* Segmentation data *
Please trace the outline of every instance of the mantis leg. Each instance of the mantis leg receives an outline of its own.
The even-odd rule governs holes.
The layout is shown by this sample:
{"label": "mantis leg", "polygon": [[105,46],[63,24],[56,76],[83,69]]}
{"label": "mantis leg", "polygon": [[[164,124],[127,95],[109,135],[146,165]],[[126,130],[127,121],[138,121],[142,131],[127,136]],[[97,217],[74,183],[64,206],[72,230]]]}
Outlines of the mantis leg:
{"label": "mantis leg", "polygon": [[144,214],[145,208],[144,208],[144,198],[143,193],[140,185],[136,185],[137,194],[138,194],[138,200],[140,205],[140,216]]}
---
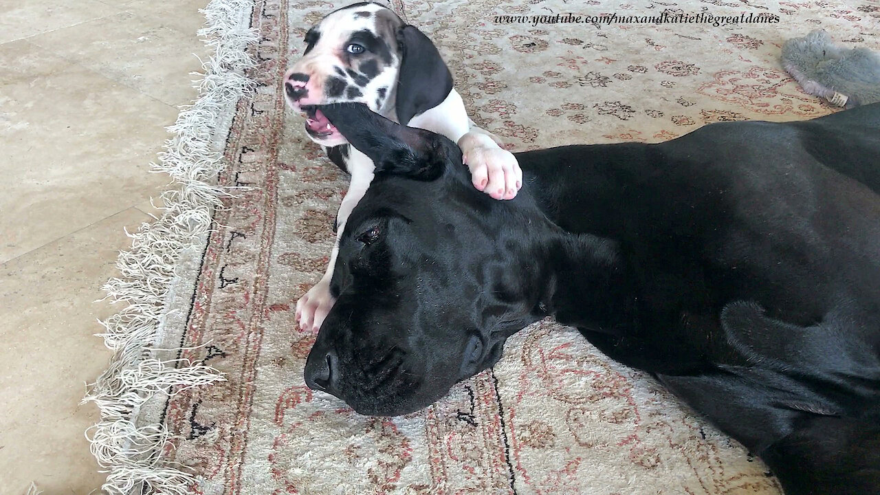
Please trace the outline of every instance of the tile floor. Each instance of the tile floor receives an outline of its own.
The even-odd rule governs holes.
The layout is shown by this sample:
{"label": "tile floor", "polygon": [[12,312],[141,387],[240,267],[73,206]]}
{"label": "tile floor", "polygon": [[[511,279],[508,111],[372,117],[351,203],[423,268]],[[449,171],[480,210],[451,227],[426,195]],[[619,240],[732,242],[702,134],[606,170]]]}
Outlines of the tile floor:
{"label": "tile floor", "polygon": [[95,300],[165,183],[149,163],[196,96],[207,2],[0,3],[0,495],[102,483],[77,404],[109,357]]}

* What the task asks *
Please return every line of the entries above that contains the word "tile", matching case exactly.

* Solution for this task *
Please trace the outline of every instance of the tile floor. Each instance of the tile floor receives an outline of its own.
{"label": "tile floor", "polygon": [[12,312],[141,387],[240,267],[73,206]]}
{"label": "tile floor", "polygon": [[[511,279],[508,111],[372,117],[351,203],[423,268]],[[449,171],[480,210],[451,227],[426,195]],[[619,240],[732,242],[702,134],[606,170]]]}
Outlines of the tile floor:
{"label": "tile floor", "polygon": [[95,300],[165,183],[149,163],[196,96],[207,2],[0,3],[0,495],[102,483],[77,404],[109,357]]}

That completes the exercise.